WHAT THE TASK ASKS
Count the lines in the records below that contain the string "stool", treating uppercase and lowercase as different. Reply with the number alone.

Records from a data source:
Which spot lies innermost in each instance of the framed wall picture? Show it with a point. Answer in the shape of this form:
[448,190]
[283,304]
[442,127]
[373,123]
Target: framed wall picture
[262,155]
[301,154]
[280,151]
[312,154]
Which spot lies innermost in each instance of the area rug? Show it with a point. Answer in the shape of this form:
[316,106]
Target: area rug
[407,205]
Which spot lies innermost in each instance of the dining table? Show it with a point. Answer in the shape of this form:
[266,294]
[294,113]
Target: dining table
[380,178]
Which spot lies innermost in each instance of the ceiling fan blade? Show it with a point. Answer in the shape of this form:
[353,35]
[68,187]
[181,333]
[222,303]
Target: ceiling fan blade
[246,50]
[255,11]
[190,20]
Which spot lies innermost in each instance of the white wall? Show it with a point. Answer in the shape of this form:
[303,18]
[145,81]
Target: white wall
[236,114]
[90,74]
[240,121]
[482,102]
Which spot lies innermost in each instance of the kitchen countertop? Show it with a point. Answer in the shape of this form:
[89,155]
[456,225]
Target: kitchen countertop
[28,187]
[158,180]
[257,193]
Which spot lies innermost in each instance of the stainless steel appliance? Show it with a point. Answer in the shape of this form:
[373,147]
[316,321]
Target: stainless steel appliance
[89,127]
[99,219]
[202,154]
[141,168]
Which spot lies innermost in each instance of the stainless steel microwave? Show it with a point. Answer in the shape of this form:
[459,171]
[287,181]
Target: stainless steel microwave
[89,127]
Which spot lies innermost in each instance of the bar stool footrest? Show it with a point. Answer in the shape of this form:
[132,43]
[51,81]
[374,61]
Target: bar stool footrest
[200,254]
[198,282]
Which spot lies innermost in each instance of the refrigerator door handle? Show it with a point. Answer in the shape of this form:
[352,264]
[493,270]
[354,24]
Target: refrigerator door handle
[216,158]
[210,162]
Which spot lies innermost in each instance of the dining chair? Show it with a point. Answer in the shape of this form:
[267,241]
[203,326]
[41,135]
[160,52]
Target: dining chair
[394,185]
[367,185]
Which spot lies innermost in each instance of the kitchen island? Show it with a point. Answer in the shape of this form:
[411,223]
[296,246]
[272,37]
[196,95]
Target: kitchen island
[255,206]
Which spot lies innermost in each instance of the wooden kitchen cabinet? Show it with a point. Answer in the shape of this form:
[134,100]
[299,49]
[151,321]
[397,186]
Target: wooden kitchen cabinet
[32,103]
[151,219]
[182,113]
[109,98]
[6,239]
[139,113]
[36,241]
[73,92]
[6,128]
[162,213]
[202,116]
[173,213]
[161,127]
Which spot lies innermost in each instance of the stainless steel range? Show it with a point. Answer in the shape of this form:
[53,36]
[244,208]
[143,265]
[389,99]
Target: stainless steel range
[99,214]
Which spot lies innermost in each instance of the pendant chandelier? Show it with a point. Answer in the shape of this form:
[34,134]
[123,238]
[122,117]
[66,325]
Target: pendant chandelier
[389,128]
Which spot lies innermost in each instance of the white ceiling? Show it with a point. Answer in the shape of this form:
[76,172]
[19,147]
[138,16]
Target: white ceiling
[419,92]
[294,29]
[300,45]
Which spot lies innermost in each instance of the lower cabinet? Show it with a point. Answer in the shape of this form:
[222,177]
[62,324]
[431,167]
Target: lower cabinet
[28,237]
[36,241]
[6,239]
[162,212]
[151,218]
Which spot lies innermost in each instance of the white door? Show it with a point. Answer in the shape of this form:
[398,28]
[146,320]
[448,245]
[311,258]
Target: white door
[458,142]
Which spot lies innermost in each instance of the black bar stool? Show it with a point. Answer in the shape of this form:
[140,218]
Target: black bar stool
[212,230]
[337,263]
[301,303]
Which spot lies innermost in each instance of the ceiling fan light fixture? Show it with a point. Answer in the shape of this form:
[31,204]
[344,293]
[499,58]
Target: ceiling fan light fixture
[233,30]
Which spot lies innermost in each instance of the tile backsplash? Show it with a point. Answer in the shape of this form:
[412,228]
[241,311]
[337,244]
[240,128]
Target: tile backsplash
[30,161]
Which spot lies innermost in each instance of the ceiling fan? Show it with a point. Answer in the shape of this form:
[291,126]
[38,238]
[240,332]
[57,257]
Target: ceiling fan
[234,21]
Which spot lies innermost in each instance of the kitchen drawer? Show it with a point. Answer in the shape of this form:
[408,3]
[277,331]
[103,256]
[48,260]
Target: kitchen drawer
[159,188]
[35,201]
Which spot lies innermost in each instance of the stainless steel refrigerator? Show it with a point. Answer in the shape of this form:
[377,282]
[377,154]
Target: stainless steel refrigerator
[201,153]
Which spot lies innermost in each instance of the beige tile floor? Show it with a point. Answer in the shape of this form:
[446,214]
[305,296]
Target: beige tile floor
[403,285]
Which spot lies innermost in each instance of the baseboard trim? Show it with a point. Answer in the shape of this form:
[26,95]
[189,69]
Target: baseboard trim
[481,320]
--
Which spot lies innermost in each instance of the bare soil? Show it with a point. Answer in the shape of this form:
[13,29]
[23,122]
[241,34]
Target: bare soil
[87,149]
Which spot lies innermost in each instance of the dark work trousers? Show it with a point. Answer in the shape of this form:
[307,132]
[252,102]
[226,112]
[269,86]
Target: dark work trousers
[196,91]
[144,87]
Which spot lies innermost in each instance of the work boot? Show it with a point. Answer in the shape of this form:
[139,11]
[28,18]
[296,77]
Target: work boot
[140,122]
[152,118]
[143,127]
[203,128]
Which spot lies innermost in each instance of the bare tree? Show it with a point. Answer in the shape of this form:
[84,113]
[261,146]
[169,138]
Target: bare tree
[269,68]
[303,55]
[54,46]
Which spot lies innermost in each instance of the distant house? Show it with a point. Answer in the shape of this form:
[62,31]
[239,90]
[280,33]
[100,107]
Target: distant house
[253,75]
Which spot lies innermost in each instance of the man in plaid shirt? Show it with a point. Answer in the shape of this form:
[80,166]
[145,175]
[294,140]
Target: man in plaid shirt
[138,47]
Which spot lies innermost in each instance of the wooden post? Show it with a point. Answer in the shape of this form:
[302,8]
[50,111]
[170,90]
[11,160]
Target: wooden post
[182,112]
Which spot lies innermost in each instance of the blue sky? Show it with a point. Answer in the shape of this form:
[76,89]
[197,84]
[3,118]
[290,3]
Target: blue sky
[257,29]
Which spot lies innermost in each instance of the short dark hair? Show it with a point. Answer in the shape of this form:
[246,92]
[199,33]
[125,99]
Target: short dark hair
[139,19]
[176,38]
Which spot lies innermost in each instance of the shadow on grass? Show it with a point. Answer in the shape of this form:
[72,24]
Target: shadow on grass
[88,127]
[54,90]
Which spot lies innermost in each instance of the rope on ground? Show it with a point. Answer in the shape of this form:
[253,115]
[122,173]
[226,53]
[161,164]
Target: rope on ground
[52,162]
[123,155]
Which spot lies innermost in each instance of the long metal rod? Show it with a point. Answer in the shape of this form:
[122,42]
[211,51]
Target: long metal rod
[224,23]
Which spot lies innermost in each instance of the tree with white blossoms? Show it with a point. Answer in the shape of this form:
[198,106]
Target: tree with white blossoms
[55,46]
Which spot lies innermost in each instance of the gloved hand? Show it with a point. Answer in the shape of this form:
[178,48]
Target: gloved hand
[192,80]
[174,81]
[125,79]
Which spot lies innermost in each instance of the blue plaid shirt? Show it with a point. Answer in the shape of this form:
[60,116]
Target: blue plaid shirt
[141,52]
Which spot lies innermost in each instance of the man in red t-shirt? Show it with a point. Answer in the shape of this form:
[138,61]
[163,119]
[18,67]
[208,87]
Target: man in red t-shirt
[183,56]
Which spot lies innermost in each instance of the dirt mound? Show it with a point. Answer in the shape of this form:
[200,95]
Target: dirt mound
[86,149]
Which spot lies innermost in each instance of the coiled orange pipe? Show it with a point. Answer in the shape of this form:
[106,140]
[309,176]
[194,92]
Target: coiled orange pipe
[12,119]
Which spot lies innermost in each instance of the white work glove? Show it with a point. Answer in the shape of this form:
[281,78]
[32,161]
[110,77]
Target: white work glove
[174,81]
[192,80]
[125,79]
...
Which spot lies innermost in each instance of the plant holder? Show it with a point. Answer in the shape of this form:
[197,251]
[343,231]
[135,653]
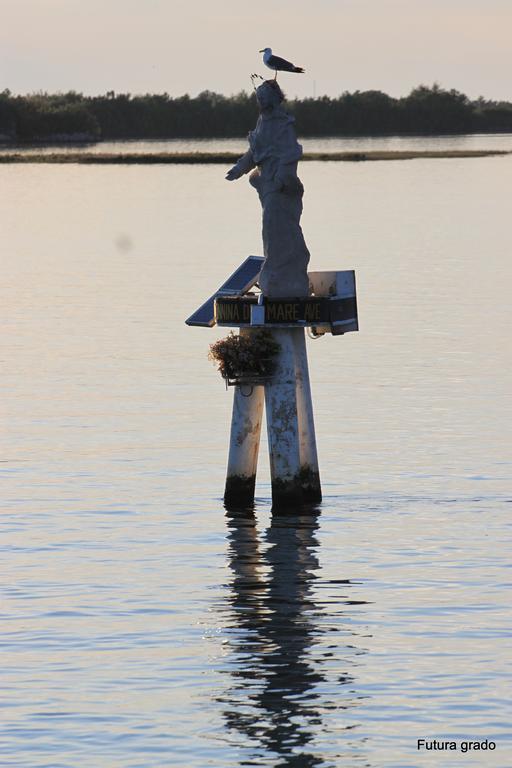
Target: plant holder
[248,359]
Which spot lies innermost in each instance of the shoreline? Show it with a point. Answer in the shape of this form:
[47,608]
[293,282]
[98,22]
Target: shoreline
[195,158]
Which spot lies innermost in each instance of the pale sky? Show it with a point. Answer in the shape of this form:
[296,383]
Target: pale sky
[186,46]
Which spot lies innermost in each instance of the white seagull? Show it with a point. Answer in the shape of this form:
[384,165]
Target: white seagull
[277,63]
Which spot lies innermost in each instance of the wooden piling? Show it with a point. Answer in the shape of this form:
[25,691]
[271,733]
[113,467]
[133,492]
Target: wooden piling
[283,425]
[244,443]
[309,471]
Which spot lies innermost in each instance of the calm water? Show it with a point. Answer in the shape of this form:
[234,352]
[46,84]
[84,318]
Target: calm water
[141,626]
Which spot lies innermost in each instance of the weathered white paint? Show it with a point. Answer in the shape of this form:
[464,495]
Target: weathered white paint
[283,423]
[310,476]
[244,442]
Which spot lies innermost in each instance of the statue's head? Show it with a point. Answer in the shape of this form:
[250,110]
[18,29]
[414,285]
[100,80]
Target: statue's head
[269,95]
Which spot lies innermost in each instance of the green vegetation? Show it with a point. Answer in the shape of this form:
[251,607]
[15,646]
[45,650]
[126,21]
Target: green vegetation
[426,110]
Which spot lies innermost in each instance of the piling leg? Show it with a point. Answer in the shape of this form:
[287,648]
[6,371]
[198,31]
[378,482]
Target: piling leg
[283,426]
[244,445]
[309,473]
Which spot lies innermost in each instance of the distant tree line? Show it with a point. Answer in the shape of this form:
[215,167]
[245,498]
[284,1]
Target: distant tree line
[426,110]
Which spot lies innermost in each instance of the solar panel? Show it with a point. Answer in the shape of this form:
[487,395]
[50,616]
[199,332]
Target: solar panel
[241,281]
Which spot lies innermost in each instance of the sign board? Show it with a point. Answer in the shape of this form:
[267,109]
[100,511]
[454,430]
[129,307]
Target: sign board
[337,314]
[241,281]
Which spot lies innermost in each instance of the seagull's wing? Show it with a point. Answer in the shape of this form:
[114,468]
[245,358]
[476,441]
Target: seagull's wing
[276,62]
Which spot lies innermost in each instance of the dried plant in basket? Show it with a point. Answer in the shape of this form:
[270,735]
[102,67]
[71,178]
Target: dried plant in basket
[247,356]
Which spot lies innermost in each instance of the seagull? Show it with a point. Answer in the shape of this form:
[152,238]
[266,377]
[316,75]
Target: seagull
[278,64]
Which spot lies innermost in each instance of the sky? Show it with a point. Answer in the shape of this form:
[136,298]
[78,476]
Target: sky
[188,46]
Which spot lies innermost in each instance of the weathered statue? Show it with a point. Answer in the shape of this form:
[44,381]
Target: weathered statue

COMPLETE ANSWER
4